Find the Air Force Times article here.

 

By Erik Holmes - Staff writer

Posted : Monday Jan 19, 2009 5:49:29 EST

 

In the most significant change in its more than 30-year history, the Red Flag aerial combat exercise held at Nellis Air Force Base, Nev., will expand from two to three weeks for the exercise that begins in late February and will include a greater emphasis on close-air support missions.

 

The changes will allow Red Flag to more closely represent how a modern war likely would unfold, said Lt. Col. Paul Johnson, deputy commander of Nellis’ 414th Combat Training Squadron, which runs Red Flag.

 

“Red Flag has not evolved the same way as the rest of the world has evolved as far as the more capable threats that are out there and also the more capable weapons systems the U.S. Air Force currently has,” Johnson said. “To make it more realistic, we’re trying to go to this three-week Flag to get some more realistic training and try to cater more to what’s going on right now in Iraq and Afghanistan.”

Dataset items:
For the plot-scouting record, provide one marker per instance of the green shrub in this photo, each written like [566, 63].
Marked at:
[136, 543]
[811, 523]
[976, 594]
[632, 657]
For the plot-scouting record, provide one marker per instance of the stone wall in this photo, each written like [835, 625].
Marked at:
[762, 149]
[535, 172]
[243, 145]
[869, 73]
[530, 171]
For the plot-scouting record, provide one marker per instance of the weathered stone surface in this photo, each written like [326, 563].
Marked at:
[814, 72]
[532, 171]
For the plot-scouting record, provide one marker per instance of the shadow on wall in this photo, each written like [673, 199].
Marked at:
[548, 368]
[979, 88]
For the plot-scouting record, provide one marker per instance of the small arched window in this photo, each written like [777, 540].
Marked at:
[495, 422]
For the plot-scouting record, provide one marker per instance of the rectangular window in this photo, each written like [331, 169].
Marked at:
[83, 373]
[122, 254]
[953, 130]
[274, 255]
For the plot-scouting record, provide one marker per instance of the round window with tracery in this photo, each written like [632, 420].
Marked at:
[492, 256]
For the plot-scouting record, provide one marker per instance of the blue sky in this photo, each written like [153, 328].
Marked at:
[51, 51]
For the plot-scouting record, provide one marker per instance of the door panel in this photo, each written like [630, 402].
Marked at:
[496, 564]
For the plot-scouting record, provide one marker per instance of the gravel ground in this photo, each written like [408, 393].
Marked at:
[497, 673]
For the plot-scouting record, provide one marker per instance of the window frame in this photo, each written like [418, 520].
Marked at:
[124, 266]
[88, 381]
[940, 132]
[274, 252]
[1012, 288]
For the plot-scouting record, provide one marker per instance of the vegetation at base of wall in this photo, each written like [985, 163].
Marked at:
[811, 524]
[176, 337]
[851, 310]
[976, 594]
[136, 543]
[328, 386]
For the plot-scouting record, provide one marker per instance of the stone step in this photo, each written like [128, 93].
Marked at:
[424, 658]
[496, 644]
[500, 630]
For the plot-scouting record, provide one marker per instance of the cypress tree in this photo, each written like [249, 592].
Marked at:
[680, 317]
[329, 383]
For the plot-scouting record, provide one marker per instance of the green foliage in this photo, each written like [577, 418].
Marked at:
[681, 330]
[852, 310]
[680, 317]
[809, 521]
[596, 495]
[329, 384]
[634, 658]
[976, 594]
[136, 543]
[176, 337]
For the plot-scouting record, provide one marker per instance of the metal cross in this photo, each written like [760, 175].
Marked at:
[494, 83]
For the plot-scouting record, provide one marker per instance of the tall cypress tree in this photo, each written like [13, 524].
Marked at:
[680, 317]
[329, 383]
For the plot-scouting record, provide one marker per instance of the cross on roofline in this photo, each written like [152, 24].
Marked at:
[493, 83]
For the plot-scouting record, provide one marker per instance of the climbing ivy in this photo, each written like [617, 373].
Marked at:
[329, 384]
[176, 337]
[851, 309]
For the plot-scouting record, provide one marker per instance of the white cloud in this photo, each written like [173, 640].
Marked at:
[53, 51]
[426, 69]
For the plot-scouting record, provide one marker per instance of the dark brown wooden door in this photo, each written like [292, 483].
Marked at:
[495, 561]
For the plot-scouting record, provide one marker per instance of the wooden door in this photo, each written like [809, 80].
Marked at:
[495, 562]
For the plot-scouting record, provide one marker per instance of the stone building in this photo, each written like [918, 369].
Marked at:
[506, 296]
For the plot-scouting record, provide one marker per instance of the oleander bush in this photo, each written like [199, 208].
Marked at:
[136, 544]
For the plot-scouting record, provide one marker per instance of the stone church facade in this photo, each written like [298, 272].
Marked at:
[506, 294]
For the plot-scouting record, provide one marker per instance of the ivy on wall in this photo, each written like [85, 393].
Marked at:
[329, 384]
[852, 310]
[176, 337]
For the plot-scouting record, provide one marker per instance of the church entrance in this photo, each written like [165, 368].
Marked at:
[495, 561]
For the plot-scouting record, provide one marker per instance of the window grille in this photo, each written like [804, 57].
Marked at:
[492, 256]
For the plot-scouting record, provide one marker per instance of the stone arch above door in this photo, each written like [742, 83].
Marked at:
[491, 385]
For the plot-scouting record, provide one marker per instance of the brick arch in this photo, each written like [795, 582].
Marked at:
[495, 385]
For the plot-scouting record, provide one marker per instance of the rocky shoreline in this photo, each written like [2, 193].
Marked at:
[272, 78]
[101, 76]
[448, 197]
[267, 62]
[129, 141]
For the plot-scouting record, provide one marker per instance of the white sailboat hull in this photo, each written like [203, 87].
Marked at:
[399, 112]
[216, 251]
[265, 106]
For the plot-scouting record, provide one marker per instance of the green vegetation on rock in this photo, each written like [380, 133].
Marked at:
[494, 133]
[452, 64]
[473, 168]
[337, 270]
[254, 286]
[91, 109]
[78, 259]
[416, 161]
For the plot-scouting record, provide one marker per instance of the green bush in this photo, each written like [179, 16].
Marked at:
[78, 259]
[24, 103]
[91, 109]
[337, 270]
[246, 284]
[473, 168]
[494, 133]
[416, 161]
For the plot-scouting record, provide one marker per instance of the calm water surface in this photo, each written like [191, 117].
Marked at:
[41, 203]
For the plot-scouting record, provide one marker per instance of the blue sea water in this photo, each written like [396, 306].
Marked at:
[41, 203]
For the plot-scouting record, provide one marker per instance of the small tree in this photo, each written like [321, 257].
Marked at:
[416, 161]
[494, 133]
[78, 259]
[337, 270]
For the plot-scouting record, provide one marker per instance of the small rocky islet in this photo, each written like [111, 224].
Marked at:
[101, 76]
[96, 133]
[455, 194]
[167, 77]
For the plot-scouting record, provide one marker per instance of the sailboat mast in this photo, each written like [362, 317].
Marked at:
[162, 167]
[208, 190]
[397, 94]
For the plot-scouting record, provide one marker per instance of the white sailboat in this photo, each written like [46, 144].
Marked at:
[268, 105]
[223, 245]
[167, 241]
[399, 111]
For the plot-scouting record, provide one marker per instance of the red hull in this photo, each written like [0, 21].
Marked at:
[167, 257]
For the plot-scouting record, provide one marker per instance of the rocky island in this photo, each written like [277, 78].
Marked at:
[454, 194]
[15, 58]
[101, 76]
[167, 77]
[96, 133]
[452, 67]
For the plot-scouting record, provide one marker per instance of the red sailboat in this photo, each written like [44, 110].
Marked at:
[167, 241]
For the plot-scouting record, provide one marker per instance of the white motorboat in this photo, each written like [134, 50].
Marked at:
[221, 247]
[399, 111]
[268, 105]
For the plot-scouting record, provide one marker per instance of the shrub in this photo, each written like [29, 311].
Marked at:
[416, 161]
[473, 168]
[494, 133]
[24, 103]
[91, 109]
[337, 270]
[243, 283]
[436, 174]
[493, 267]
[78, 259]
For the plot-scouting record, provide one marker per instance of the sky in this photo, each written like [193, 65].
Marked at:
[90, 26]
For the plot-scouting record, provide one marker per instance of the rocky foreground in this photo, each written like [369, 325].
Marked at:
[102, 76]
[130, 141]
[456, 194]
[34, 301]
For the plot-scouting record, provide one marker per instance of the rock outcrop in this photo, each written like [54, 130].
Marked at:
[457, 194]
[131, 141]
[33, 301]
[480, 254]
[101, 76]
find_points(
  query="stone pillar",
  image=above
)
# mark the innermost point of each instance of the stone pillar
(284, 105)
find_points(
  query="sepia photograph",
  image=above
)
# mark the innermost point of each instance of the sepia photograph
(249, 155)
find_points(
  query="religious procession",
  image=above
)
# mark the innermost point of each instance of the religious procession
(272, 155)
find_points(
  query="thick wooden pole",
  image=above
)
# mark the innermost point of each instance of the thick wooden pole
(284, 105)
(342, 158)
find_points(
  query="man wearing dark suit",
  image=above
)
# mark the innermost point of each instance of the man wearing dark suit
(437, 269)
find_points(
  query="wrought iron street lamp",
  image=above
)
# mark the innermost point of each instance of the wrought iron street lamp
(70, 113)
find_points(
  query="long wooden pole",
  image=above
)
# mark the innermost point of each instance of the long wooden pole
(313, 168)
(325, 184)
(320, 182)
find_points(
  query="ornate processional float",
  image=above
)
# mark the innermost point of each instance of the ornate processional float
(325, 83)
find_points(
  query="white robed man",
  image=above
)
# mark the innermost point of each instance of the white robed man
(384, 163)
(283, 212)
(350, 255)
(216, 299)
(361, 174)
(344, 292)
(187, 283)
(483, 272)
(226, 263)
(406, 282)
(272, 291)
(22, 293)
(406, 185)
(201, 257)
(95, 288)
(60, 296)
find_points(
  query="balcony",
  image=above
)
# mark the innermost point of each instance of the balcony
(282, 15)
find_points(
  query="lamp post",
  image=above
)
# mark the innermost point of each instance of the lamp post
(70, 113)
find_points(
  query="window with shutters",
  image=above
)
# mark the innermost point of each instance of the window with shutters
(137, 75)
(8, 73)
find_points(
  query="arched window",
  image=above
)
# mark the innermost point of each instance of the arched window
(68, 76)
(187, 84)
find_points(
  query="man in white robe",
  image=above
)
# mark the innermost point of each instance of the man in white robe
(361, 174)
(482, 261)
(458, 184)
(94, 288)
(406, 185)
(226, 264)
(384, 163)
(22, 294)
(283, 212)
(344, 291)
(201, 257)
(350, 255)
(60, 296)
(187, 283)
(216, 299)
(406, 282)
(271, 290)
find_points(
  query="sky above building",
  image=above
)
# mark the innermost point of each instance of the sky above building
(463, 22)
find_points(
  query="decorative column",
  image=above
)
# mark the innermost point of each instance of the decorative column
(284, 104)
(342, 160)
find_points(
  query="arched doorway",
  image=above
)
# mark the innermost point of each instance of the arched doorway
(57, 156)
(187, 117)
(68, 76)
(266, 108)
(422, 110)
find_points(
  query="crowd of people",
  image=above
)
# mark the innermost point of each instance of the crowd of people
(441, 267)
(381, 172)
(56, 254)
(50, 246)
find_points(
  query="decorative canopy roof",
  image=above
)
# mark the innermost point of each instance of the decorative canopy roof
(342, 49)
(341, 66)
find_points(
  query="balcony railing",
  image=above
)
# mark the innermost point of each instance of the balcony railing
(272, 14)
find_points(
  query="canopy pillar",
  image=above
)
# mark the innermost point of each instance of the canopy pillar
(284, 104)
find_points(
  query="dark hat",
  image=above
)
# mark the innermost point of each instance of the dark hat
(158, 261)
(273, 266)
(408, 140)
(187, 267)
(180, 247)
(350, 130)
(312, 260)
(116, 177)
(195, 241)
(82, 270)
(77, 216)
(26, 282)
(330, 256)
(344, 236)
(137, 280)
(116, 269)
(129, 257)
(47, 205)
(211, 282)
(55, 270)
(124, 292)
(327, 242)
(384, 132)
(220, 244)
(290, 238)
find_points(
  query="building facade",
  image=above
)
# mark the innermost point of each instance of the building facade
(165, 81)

= SET OF TASKS =
#1 According to the Red Flag article, how long will the exercise beginning in late February run?
#2 Identify every line in the entries that contains the string "thick".
The Red Flag article and the entries are unrelated pieces of material.

= SOLUTIONS TO THE TASKS =
#1 Three weeks, up from two.

#2
  query="thick wooden pole",
# mark the innermost point of each instance of the thick wooden pole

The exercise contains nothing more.